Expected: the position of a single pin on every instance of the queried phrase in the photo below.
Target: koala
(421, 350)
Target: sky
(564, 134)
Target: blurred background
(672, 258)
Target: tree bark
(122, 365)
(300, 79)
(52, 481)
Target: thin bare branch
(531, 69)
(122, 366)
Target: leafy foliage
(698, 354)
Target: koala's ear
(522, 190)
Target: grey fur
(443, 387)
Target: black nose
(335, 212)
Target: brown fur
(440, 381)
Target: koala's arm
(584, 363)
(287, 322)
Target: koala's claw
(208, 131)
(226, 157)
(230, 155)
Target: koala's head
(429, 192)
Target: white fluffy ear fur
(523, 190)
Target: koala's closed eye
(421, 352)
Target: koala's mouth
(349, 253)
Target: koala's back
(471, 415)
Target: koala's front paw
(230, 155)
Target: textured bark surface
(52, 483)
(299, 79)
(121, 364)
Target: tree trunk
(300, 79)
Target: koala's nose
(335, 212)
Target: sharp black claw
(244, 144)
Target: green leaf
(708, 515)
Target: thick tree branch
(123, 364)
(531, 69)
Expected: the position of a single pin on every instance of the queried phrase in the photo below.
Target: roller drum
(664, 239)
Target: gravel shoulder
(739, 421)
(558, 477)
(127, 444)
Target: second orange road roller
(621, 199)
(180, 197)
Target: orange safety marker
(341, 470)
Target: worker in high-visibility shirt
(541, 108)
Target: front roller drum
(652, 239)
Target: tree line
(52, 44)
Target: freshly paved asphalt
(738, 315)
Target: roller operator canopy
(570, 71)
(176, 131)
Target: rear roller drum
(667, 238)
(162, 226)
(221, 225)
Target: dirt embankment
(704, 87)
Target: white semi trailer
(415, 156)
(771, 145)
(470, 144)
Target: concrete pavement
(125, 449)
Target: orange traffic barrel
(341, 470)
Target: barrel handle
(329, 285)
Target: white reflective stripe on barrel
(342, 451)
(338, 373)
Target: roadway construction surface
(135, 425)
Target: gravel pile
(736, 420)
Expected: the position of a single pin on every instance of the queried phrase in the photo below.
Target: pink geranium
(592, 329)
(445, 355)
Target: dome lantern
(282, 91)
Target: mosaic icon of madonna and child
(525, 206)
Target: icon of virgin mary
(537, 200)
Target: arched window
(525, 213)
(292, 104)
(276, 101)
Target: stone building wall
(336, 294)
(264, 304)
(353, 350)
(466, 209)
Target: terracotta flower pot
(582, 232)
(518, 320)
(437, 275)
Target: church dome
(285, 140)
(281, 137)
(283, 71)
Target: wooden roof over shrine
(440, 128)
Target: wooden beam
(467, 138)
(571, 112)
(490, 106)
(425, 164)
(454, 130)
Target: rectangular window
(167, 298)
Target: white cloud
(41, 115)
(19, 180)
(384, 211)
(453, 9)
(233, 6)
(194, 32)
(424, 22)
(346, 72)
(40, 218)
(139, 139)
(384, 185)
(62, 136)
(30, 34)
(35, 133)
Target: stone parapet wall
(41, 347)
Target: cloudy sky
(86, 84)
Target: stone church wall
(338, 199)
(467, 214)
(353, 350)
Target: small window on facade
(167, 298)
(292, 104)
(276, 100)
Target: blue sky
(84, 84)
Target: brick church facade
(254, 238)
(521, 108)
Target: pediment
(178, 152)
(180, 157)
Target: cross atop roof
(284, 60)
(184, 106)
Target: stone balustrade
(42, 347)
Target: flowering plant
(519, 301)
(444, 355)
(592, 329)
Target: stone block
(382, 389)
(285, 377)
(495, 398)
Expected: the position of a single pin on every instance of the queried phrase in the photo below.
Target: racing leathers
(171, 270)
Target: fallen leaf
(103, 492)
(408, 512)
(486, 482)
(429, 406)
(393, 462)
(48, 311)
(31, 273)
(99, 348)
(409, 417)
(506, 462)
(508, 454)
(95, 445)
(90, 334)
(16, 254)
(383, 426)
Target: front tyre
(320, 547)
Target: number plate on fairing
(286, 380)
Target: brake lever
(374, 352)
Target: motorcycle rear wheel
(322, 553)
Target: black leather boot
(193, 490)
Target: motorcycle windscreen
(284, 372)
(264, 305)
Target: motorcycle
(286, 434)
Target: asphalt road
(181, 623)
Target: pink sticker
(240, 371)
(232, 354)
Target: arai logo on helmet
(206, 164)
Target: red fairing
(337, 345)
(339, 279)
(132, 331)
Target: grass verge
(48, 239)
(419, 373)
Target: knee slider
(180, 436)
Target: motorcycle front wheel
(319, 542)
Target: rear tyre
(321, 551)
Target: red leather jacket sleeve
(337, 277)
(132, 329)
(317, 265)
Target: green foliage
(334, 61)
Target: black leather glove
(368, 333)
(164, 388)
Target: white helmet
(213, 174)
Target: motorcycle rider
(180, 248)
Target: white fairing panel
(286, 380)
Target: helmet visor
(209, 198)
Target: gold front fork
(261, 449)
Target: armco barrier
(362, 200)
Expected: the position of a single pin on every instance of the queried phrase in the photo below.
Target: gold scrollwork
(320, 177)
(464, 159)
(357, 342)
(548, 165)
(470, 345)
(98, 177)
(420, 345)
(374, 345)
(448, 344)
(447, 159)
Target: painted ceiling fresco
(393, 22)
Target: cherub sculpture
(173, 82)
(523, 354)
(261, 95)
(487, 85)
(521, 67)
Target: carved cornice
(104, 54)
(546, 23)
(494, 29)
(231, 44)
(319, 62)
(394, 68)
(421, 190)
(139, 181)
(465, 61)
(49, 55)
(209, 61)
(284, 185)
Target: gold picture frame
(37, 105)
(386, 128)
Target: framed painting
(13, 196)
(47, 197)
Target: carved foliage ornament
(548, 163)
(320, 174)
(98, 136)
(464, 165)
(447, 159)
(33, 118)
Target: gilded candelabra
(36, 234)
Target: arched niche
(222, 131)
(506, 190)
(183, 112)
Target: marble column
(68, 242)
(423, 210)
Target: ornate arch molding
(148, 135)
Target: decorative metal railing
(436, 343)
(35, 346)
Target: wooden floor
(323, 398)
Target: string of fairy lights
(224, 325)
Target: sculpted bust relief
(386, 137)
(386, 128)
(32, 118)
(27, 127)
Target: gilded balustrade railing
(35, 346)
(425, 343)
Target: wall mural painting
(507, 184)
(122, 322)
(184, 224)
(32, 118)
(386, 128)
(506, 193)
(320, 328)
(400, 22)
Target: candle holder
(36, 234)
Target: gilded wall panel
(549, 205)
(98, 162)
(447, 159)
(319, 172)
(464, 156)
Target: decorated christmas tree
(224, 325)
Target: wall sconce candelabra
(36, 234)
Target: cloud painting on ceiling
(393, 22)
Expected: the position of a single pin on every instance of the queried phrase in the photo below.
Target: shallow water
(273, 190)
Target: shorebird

# [Task objective]
Transcribe only the trailing portion of the entries above: the line that contains "Target: grass verge" and each line after it.

# [Expected answer]
Target: grass verge
(48, 239)
(419, 373)
Target: knee slider
(180, 436)
Target: motorcycle front wheel
(319, 542)
Target: rear tyre
(321, 551)
Target: red leather jacket sleeve
(337, 277)
(132, 329)
(317, 265)
Target: green foliage
(334, 61)
Target: black leather glove
(368, 333)
(164, 388)
Target: white helmet
(213, 174)
Target: motorcycle rider
(180, 248)
Target: white fairing panel
(286, 380)
Target: helmet visor
(209, 198)
Target: gold front fork
(261, 449)
Target: armco barrier
(362, 200)
Expected: the position of a single pin on every instance of the queried phrase in the photo below.
Target: gold scrollwork
(320, 177)
(464, 159)
(357, 342)
(548, 165)
(470, 345)
(98, 177)
(420, 345)
(374, 345)
(448, 344)
(447, 159)
Target: painted ceiling fresco
(393, 22)
Target: cherub sculpture
(173, 82)
(523, 354)
(261, 95)
(487, 85)
(521, 67)
Target: carved cornice
(104, 54)
(546, 23)
(494, 29)
(231, 44)
(319, 62)
(394, 68)
(421, 190)
(139, 181)
(465, 61)
(49, 55)
(209, 61)
(284, 185)
Target: gold picture frame
(37, 105)
(386, 128)
Target: framed painting
(13, 196)
(47, 197)
Target: carved foliage ornament
(548, 163)
(320, 174)
(98, 136)
(464, 165)
(447, 159)
(33, 118)
Target: gilded candelabra
(36, 234)
Target: arched niche
(222, 131)
(506, 190)
(183, 112)
Target: marble column
(68, 242)
(423, 210)
Target: ornate arch molding
(148, 135)
Target: decorative metal railing
(436, 343)
(35, 346)
Target: wooden floor
(323, 398)
Target: string of fairy lights
(224, 325)
Target: sculpted bust relief
(386, 137)
(386, 128)
(32, 118)
(27, 127)
Target: gilded balustrade railing
(35, 346)
(425, 343)
Target: wall mural painting
(507, 184)
(122, 322)
(184, 224)
(32, 118)
(386, 128)
(506, 193)
(320, 328)
(400, 22)
Target: candle holder
(36, 234)
Target: gilded wall panel
(549, 205)
(98, 162)
(447, 159)
(319, 172)
(464, 156)
Target: decorated christmas tree
(224, 325)
Target: wall sconce candelabra
(36, 234)
Target: cloud painting on ceiling
(393, 22)
Expected: the position of a single pin on every instance of the queried phrase in the photo below.
Target: shallow water
(273, 190)
Target: shorebird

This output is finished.